(Source extract):
That's where it started after I reserved it. And they lied when they said you could start the installation when you want. In the set up I figured out how to customize things, bottom left of the window, and cancelled all the buttons including all the share ones. Didn't help much. Now to try and figure out how to remove the upgrade from this laptop. I open windows update and that's the window I get.


----------



## butterknucket (Feb 5, 2006)

I'm still using 7 here and feel no pressure to change.


----------



## Stonehead (Nov 12, 2013)

For those who do not want to wait in queue to get their Win 10 download you can use this tool and install it immediately http://www.microsoft.com/en-us/software-download/windows10ISO


----------



## Electraglide (Jan 24, 2010)

Stonehead said:


> For those who do not want to wait in queue to get their Win 10 download you can use this tool and install it immediately http://www.microsoft.com/en-us/software-download/windows10ISO


From my experience and from what I've read on line....taken with a grain of salt....I'd say if you want win 10, buy a win 10 machine or at least a full win 10 os disc. There seems to be too much wrong with the "free" version, especially for those of us here in Canada. My recommendations? Don't do it. If you decide to and only have 1 computer or laptop, clone the HDD before starting the download.


----------



## zurn (Oct 21, 2009)

I upgraded mine from the downloadable ISO and my computer has'nt blown up yet  

Everything is running fine, although I do have recent hardware. I build the computer ealier this year.


----------



## Electraglide (Jan 24, 2010)

zurn said:


> I upgraded mine from the downloadable ISO and my computer has'nt blown up yet
> 
> Everything is running fine, although I do have recent hardware. I build the computer ealier this year.


Maybe the downloadable ISO is different than the upgrade. Could be that new software and hardware help. Here's a link to some of the potential problems. https://www.google.ca/search?q=wind...oTCNml3pTMnMcCFUoXPgodoAIDkg&biw=1280&bih=705 I know the wireless mouse that wouldn't work with 10 works with 7. So does my video editing software and music editing and downloading software. It seems that the videos, pictures and soundtracks that wouldn't work with 10 are back and working with 7. The wife is going to check with the tec where she works tomorrow to see if there is anyway to remove the win 10 upgrade default from these laptops.


----------



## Robert1950 (Jan 21, 2006)

Being a trailing edge of technology guy, I'll stay with Windows 7 until they will no longer support it, or more likely, get a new machine with 10 preloaded.


----------



## Guitar101 (Jan 19, 2011)

I just finished installing the free Win10 upgrade on my 4 year old HP G62 Notebook and although it took awhile to download and set it up (24 hours). I'm pretty sure my slow internet connection from Xplornet was a big reason why it took so long. I pay for 5MB but the download speed on the Xplornet tower in my area drops to less than 1MB during the day and evening. It will improve during the day when the kids go back to school. So far Windows 10 looks pretty good and I'll be keeping it. I even changed to their Edge browser from Google (hey, I can change but it was a struggle). I did however, backup important files and reset the computer back to the original state it was in when I first bought it before the download and install. At one point when checking to make sure it was still working, I noticed it had installed 204 updates. I used the link in post 22 to download and install the program. Here's hoping you have good luck either installing or uninstalling the program.

(Data to process):
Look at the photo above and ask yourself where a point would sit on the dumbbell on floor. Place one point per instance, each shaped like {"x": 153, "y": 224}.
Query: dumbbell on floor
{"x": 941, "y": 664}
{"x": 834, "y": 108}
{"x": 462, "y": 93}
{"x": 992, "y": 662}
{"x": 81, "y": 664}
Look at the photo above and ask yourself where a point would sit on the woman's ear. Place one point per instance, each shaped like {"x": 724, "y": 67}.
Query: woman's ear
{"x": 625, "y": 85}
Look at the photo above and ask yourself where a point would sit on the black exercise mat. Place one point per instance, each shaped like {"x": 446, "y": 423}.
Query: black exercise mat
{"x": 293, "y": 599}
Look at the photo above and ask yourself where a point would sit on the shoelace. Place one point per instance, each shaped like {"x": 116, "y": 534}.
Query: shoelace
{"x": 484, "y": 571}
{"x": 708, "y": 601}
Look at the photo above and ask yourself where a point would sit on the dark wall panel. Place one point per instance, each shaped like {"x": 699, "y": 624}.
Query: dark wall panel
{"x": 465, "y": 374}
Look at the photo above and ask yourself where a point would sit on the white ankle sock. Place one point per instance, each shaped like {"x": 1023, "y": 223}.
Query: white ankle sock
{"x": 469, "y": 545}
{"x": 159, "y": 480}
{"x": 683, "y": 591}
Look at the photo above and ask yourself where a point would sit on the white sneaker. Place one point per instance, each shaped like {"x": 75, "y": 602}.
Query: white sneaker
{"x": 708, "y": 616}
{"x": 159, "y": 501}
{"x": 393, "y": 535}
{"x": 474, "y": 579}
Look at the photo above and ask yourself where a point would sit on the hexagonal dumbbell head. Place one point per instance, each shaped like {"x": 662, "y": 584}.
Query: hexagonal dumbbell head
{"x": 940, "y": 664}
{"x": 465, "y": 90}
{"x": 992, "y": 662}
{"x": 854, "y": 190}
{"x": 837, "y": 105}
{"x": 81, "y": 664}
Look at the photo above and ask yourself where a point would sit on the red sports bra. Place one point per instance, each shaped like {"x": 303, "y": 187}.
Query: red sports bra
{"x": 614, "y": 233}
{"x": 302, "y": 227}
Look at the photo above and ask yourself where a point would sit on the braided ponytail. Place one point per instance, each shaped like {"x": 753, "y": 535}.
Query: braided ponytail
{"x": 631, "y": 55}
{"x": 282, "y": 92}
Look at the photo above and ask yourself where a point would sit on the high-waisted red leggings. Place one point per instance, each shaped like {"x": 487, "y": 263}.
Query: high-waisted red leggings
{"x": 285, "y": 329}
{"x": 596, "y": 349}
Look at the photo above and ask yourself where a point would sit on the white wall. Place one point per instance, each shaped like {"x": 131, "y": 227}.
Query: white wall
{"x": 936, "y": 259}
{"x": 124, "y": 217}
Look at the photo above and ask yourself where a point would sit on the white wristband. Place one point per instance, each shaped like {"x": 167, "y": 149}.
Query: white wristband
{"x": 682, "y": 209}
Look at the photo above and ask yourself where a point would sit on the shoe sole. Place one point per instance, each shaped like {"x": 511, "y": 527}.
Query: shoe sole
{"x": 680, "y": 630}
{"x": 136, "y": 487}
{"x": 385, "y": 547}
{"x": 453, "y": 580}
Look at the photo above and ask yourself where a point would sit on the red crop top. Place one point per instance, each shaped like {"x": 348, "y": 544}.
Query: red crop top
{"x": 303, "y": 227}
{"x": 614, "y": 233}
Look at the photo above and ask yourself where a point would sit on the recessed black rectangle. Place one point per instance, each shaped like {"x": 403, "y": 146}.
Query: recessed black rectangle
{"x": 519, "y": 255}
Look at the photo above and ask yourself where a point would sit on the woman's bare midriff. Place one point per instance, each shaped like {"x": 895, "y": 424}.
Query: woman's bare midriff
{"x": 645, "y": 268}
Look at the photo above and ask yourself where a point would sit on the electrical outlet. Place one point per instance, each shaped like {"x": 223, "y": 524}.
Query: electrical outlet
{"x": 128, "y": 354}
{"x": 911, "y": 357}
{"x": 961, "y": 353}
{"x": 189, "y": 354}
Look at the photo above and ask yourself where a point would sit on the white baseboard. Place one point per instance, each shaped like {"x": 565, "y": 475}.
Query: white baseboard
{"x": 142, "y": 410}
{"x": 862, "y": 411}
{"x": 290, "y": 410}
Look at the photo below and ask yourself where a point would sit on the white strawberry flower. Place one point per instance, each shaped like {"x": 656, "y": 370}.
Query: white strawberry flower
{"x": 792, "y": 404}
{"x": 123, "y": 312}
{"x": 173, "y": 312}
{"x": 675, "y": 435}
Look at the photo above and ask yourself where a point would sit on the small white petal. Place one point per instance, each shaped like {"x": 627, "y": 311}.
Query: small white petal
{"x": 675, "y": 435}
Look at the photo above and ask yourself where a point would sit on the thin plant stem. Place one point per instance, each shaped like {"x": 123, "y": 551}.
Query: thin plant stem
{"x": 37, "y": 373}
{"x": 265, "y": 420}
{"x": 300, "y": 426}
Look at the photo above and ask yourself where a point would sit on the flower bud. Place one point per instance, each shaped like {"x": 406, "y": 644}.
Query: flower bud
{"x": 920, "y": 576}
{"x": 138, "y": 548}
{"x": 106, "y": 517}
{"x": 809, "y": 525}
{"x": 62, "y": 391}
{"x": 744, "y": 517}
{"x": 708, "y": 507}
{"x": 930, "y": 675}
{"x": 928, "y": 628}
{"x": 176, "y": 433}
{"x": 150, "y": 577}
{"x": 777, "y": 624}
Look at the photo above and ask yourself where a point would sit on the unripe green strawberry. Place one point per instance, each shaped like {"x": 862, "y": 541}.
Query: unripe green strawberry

(Problems):
a) In the Windows 10 upgrade thread, why does Guitar101 think the upgrade took 24 hours to download and set up? Answer in one to three sentences.
b) Pick out every line of the records that contains the word "black".

(Responses):
a) Guitar101 blames the slow internet connection from Xplornet. Although the plan is for 5MB, the download speed on the Xplornet tower in that area drops to less than 1MB during the day and evening.

b)
Look at the photo above and ask yourself where a point would sit on the black exercise mat. Place one point per instance, each shaped like {"x": 446, "y": 423}.
Query: black exercise mat
Look at the photo above and ask yourself where a point would sit on the recessed black rectangle. Place one point per instance, each shaped like {"x": 403, "y": 146}.
Query: recessed black rectangle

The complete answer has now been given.